+++ GIVEN INFORMATION +++
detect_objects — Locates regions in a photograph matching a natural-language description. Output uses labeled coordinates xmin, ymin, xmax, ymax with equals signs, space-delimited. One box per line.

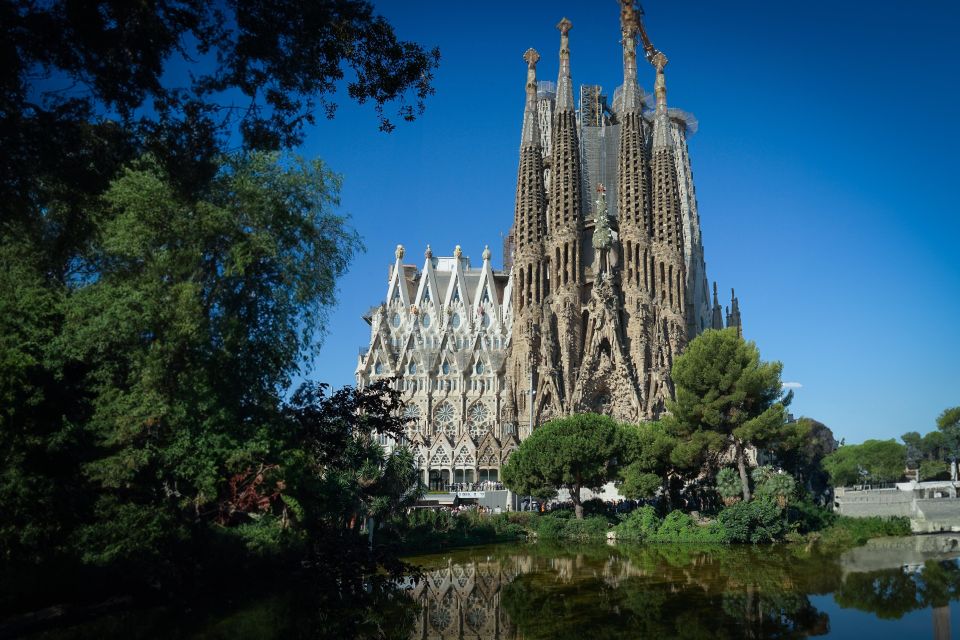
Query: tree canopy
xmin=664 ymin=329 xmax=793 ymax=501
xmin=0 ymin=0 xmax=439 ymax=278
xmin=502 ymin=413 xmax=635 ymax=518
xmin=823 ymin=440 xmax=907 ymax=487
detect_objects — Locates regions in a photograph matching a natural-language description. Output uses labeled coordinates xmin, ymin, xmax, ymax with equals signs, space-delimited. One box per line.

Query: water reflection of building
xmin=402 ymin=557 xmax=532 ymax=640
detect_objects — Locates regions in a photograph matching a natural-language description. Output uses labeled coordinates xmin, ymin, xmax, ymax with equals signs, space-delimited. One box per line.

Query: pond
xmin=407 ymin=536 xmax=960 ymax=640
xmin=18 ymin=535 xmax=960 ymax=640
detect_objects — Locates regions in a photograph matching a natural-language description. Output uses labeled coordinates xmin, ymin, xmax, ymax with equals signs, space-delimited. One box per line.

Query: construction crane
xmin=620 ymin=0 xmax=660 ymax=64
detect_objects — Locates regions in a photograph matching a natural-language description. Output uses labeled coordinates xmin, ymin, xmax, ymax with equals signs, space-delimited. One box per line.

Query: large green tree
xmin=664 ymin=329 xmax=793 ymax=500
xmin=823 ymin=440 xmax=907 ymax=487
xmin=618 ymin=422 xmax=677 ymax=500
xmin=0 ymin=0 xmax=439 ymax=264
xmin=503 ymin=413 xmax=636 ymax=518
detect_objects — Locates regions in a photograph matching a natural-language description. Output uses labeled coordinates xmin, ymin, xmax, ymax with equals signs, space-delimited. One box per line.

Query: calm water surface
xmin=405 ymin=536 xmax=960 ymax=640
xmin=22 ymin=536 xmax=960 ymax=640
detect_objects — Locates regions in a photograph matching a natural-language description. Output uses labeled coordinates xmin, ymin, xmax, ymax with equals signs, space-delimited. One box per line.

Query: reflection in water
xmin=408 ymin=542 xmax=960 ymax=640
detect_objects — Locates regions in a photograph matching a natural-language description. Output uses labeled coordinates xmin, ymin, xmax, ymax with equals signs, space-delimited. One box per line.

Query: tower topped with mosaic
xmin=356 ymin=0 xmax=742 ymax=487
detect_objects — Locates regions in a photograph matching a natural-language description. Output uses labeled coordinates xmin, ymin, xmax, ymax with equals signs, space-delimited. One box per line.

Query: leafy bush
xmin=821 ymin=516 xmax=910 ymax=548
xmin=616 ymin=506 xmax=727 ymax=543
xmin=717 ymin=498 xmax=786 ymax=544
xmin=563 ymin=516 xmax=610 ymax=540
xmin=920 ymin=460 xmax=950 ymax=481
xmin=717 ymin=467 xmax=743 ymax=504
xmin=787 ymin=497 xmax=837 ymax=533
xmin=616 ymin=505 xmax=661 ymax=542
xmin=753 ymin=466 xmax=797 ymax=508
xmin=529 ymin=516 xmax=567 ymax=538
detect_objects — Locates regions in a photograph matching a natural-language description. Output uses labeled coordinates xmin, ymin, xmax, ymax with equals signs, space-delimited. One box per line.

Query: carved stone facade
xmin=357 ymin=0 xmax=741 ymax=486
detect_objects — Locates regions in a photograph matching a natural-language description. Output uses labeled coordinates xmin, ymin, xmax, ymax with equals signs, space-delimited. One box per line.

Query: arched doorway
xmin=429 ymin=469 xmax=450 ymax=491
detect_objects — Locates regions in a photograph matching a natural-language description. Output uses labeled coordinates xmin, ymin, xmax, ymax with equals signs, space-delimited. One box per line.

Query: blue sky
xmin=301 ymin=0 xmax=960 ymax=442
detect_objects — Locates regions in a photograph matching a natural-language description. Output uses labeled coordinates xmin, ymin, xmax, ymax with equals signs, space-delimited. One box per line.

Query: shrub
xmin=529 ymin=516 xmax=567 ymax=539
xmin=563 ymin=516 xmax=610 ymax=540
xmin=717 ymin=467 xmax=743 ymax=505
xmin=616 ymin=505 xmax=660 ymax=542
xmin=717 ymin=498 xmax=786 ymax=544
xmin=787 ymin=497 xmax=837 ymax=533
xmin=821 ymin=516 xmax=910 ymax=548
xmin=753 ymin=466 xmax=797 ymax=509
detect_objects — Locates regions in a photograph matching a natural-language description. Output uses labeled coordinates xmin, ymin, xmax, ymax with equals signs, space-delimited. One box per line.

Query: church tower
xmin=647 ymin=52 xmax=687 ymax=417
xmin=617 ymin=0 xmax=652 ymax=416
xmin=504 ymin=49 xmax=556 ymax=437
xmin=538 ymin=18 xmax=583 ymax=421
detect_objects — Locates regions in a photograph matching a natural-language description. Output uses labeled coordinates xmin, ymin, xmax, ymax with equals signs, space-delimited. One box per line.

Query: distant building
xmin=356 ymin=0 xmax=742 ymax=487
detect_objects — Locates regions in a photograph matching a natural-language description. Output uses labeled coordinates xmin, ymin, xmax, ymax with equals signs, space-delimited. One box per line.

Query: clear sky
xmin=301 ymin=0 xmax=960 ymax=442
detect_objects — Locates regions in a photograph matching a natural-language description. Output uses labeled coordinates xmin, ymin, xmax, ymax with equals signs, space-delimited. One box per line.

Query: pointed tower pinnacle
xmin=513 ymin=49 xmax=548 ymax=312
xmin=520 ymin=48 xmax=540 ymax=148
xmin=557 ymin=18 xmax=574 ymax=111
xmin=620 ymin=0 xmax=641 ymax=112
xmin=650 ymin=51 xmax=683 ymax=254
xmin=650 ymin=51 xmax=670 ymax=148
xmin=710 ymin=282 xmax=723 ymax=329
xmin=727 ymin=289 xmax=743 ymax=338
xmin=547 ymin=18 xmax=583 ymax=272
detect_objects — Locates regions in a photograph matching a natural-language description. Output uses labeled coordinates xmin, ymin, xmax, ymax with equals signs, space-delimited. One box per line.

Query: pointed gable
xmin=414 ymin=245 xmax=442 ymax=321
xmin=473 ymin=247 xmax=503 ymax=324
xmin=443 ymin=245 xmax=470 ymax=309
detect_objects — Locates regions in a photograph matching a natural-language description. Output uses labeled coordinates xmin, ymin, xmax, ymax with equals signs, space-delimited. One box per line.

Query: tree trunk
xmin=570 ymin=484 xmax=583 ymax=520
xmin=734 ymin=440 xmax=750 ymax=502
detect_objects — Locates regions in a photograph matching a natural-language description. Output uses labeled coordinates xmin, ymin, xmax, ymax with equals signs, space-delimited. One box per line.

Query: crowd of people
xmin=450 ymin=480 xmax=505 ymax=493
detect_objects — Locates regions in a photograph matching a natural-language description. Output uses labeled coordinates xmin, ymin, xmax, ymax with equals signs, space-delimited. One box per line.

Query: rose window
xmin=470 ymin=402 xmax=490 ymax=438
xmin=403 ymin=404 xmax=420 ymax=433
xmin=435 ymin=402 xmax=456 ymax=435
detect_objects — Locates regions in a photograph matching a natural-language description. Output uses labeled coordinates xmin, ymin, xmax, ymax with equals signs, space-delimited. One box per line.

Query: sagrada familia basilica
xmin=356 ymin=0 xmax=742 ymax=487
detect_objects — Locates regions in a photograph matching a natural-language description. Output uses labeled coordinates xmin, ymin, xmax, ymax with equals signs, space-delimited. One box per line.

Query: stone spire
+++
▶ _SHORT TASK_
Which lines in the listing above contain the word "tower"? Copy out each of them in full.

▶ _THE ANSWER_
Query: tower topped with mosaic
Query: church tower
Query: pointed tower pinnacle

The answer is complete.